AIM OF THE TASK
Please filter the listing for the string "nike" and copy each matching line.
= = = =
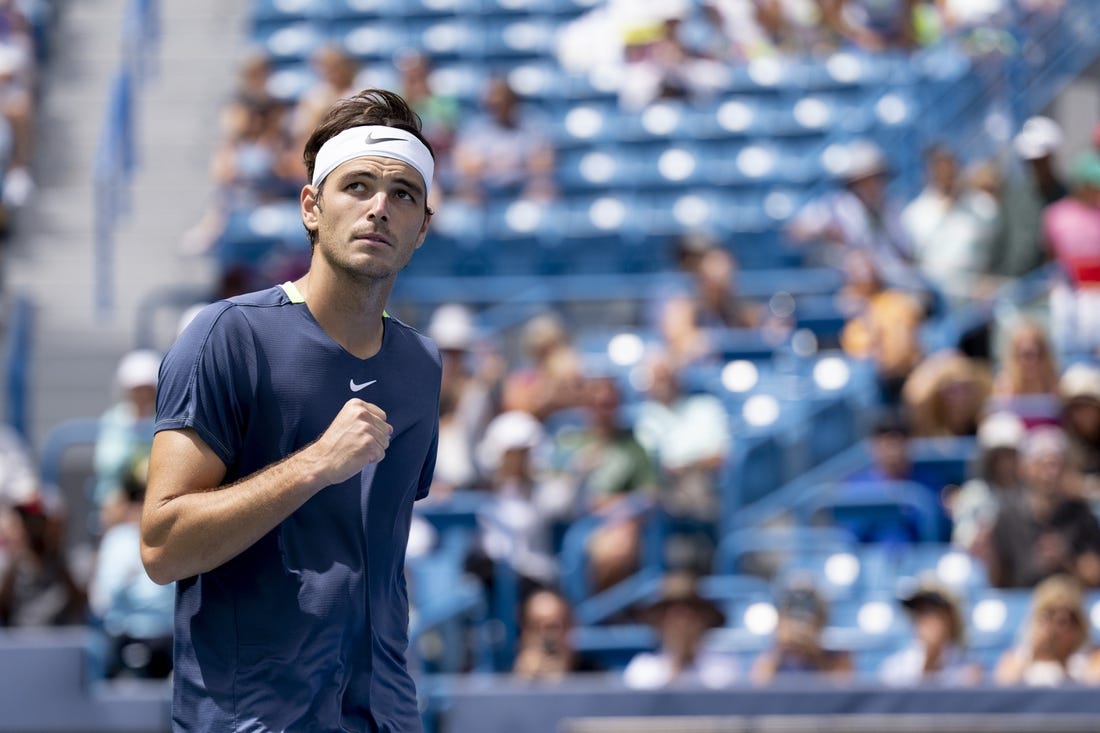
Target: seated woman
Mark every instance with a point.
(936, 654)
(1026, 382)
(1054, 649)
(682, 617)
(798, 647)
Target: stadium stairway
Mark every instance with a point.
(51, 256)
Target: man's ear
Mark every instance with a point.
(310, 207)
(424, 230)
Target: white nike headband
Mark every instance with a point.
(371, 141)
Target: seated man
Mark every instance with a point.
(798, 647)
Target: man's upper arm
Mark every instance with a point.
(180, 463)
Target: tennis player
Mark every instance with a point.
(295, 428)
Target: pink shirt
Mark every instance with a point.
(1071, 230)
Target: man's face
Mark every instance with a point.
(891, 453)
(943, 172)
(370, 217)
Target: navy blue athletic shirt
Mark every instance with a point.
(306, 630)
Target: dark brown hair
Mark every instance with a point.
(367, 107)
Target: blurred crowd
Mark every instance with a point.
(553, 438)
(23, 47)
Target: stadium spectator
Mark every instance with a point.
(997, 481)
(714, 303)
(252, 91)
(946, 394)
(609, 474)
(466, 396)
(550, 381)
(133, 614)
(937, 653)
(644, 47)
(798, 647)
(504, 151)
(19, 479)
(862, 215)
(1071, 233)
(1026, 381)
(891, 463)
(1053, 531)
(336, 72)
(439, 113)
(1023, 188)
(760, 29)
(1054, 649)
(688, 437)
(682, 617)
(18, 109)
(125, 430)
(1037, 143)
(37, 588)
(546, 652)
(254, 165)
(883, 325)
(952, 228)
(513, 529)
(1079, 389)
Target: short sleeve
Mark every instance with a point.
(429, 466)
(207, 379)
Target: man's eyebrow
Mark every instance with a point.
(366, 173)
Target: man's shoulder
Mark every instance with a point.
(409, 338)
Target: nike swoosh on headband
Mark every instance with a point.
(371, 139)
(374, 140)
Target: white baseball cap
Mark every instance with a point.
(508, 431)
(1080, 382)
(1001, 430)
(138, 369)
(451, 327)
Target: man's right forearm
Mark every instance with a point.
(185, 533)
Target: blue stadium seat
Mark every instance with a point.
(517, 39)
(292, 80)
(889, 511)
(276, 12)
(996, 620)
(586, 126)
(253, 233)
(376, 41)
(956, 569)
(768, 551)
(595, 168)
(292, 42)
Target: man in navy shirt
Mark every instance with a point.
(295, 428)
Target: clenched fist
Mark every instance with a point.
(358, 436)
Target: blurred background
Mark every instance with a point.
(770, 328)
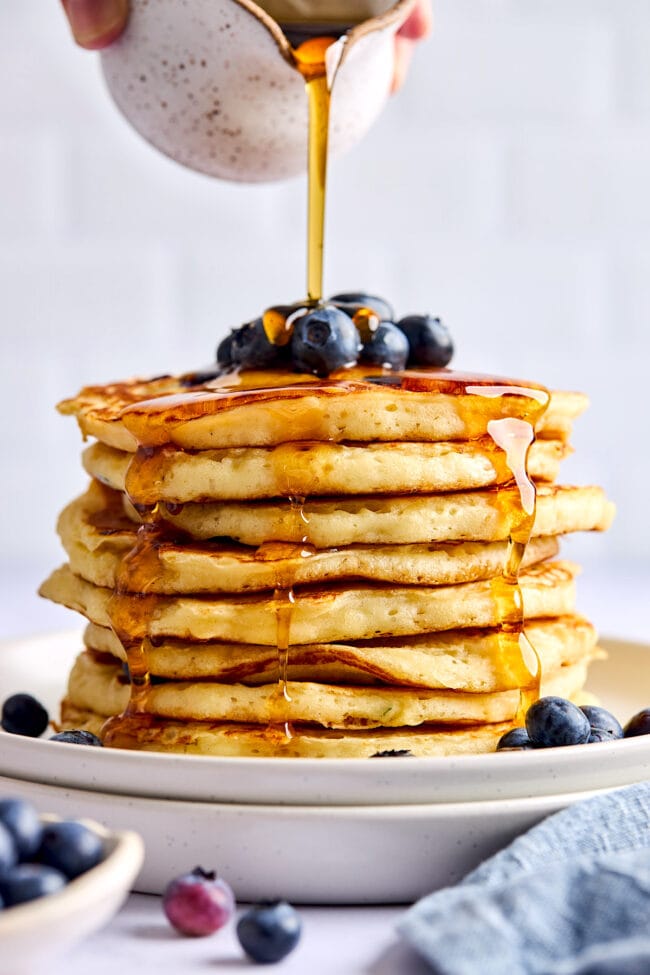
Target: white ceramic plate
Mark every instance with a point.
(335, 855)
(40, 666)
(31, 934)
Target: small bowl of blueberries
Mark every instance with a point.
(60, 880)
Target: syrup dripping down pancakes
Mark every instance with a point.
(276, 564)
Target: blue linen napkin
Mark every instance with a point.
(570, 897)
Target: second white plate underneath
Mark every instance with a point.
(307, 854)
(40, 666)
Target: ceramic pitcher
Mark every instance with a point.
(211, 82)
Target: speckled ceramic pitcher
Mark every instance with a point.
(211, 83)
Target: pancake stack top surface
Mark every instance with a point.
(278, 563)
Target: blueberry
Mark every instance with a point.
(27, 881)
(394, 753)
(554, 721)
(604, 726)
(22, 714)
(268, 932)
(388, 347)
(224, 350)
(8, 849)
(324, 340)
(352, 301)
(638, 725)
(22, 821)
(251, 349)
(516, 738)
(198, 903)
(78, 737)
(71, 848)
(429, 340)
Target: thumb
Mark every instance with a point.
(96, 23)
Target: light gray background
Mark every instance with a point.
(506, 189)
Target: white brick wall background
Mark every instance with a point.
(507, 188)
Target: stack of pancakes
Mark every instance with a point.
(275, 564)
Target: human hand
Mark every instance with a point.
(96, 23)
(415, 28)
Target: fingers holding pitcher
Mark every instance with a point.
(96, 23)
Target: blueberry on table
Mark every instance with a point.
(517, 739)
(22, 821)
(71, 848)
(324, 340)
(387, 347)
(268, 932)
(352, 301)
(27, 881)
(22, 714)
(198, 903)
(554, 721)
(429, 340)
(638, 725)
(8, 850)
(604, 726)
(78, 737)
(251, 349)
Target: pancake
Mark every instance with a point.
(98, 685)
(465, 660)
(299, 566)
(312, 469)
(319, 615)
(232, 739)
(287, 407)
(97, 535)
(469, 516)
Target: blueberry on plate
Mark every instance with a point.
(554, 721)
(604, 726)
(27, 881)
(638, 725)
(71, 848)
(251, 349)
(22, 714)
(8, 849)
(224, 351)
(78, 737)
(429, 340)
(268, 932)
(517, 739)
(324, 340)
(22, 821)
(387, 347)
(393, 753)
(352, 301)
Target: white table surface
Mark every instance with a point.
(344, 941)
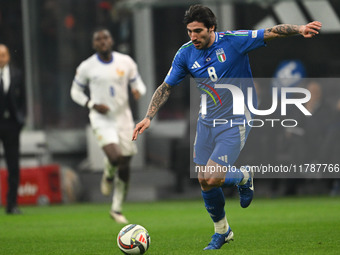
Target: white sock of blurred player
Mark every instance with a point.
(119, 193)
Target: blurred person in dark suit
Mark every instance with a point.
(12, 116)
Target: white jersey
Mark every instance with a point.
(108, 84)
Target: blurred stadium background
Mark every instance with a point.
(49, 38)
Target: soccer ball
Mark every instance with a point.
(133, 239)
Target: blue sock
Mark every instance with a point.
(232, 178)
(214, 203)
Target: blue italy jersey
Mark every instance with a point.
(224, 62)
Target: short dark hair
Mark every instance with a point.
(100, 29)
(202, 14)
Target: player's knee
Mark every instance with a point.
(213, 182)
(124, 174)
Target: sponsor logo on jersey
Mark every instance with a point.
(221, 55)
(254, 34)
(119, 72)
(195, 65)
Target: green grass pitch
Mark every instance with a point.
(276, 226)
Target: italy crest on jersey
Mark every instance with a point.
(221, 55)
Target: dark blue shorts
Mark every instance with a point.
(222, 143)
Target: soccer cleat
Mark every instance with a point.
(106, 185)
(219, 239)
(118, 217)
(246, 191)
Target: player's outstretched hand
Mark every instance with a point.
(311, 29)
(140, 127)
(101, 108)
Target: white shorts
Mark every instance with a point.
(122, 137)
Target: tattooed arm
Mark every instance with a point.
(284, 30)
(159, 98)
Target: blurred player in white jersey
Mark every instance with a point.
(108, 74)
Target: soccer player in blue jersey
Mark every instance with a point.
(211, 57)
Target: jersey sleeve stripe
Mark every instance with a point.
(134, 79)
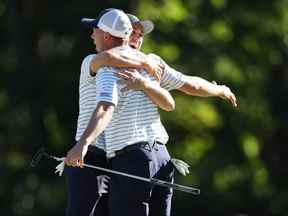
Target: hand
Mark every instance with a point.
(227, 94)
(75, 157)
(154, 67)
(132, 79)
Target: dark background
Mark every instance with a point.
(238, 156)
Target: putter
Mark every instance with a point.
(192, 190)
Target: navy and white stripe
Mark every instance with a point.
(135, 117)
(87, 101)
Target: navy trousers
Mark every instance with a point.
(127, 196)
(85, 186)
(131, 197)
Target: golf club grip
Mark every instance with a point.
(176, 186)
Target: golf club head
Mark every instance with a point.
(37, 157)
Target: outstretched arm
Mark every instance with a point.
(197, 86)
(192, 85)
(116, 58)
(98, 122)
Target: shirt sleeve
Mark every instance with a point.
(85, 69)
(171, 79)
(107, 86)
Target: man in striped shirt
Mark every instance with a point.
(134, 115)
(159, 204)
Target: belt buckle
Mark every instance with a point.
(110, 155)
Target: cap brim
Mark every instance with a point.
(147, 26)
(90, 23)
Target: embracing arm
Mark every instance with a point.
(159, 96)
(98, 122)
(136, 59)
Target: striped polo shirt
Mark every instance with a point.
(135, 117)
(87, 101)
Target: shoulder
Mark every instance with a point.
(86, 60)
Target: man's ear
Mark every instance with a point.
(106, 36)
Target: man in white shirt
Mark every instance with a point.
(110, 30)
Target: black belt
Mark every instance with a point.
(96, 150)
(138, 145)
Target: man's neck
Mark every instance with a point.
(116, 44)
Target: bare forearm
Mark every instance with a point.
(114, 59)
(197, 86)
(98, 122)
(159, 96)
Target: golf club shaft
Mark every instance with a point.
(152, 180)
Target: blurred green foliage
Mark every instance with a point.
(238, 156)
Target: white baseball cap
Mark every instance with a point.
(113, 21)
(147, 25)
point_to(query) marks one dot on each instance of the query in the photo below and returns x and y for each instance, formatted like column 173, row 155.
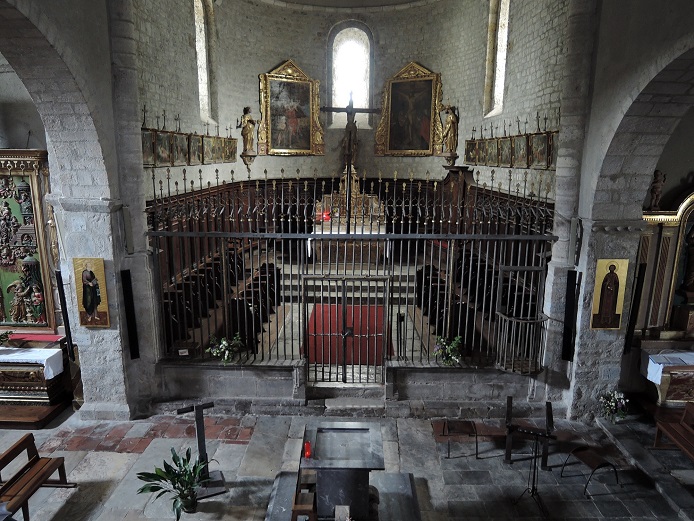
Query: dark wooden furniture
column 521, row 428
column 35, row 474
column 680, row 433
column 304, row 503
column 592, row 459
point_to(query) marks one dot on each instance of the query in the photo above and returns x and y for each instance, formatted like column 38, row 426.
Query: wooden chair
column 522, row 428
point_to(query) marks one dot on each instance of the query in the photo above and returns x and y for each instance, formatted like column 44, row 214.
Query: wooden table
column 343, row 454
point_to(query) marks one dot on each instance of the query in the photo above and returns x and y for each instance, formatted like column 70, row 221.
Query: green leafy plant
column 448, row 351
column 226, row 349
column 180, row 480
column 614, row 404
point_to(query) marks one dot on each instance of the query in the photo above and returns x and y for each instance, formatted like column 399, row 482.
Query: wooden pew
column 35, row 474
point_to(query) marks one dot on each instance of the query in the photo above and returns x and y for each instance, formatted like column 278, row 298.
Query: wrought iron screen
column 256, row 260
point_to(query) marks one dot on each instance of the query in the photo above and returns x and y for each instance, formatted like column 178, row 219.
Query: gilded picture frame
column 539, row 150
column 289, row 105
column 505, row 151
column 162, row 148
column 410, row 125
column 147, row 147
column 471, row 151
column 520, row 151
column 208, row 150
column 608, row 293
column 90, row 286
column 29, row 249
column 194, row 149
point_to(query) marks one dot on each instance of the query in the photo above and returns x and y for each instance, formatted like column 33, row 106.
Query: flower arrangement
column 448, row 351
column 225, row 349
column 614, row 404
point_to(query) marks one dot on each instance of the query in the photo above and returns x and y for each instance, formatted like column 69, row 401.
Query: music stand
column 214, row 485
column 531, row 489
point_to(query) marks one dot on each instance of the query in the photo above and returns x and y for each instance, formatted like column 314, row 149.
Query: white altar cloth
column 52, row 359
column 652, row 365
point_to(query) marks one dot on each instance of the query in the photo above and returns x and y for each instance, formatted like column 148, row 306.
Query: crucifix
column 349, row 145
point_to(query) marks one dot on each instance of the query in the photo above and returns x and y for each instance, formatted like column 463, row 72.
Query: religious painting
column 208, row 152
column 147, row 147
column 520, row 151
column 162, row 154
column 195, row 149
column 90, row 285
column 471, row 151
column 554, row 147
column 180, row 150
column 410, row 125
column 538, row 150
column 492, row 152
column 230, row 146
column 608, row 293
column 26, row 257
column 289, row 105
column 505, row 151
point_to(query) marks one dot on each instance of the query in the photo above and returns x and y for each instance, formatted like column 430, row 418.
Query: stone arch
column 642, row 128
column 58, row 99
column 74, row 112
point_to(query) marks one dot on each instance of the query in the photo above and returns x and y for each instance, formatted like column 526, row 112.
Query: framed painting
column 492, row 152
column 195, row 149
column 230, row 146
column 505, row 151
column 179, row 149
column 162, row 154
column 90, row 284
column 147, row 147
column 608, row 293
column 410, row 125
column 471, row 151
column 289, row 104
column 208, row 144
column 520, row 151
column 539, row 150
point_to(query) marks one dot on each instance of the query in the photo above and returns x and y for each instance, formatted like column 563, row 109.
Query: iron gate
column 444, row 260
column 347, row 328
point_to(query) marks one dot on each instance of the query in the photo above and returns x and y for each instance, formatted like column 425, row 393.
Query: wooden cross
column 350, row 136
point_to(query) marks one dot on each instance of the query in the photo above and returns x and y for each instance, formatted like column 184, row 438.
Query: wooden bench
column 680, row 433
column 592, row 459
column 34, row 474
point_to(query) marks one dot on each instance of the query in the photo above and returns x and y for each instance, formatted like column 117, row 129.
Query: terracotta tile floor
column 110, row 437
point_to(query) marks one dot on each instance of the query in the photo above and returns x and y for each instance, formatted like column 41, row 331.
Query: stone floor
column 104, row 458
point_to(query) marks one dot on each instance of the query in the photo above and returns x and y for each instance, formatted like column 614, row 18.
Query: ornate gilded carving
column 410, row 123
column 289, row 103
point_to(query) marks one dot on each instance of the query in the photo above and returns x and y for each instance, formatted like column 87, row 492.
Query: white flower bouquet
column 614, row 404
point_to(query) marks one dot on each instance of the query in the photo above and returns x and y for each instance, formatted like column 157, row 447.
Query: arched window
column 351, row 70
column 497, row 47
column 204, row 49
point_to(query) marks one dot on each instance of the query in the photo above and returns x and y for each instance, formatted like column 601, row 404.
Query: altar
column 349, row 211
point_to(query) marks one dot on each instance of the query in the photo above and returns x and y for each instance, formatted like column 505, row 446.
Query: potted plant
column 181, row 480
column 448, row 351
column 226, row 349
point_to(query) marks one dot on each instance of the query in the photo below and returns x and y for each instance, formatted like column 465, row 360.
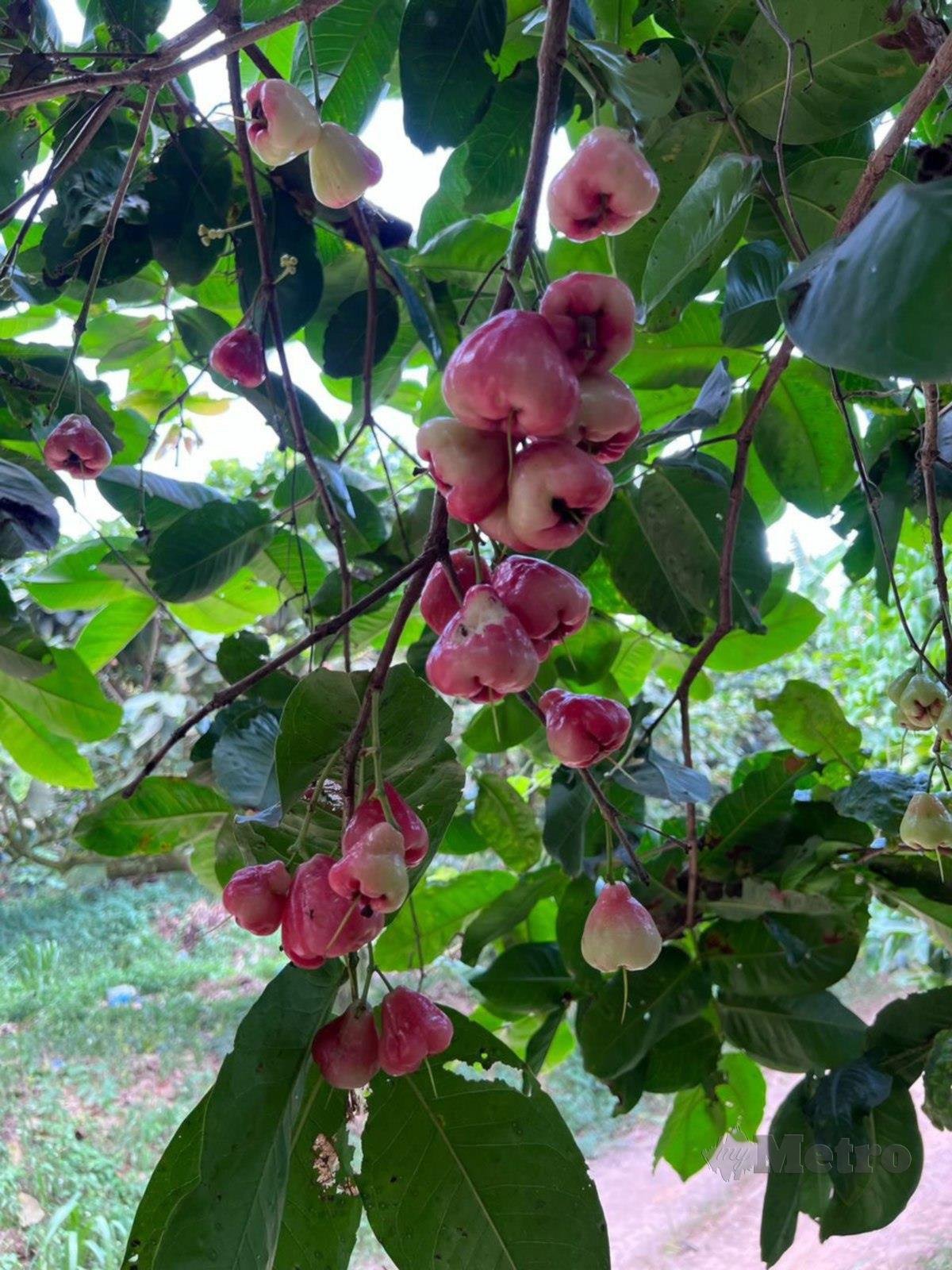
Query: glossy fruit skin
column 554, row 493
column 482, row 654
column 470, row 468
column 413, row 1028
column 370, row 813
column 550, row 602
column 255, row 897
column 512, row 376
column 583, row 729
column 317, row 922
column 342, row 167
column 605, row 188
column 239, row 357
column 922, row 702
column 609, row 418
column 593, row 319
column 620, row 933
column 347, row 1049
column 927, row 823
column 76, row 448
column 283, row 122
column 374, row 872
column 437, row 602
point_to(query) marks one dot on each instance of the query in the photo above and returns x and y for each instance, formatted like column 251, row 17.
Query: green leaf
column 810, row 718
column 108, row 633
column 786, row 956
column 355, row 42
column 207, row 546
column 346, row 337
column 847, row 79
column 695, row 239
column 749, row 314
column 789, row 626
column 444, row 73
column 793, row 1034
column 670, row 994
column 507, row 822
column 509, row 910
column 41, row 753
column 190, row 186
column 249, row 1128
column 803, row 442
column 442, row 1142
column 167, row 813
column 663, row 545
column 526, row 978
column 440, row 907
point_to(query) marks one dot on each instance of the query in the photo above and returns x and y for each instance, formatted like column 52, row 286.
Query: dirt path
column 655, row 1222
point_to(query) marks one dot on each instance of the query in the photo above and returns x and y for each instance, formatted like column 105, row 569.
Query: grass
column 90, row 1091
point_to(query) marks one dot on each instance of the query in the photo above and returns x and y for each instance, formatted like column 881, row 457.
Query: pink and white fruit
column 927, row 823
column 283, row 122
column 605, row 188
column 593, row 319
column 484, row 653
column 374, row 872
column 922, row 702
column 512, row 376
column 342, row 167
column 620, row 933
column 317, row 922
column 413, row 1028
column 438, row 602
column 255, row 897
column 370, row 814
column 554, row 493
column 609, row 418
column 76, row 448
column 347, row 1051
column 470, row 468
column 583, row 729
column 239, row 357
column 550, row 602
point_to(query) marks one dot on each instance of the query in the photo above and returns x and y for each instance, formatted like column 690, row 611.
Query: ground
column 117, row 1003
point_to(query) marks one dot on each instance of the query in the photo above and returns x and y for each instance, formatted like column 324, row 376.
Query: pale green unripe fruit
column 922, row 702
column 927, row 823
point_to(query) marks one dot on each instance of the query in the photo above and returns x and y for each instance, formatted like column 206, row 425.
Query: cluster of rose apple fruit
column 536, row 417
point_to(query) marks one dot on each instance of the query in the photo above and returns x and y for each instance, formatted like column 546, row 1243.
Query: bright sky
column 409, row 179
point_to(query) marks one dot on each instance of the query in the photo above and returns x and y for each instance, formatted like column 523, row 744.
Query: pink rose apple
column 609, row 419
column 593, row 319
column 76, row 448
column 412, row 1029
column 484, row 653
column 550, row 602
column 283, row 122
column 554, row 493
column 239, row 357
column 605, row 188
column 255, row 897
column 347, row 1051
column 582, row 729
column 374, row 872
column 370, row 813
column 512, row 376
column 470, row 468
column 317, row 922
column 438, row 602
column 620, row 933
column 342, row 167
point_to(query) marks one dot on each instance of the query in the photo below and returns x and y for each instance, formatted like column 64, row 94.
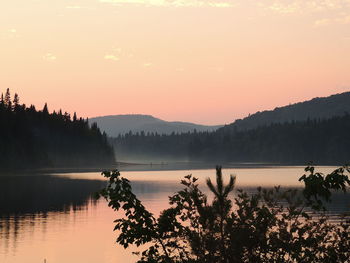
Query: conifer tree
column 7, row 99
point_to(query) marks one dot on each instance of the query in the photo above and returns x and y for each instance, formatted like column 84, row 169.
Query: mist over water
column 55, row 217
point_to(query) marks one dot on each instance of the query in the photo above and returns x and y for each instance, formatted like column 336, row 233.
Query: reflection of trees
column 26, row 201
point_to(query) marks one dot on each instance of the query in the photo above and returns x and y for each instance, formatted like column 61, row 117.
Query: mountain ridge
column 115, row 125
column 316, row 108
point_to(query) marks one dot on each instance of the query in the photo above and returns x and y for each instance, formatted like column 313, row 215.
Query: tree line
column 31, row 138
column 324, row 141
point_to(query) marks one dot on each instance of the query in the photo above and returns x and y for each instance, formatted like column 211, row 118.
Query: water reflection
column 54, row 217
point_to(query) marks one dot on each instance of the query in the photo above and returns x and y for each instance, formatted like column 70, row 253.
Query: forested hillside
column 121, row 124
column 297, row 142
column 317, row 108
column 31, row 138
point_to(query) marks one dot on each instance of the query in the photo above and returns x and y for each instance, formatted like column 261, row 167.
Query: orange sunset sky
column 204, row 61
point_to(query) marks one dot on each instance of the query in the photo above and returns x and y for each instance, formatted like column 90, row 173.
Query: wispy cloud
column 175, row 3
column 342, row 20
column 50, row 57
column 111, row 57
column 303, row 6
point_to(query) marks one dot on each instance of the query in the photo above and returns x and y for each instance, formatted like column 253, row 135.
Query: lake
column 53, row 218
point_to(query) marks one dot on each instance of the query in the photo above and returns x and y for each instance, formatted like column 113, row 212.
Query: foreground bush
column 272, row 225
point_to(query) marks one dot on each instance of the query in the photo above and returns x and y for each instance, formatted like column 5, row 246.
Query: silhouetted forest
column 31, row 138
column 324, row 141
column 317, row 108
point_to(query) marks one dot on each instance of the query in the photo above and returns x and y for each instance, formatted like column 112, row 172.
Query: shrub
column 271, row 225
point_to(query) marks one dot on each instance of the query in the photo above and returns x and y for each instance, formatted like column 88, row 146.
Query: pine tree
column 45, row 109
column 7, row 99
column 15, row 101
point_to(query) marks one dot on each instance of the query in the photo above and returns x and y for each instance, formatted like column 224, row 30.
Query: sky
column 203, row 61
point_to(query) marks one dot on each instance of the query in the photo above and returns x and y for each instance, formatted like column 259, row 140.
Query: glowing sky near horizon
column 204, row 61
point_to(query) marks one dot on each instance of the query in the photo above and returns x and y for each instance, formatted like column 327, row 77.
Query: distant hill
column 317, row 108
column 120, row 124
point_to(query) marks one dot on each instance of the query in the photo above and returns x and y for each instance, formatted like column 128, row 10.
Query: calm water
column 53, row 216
= = = =
EXPECTED ANSWER
Target: white nike headband
Target: nike swoosh on headband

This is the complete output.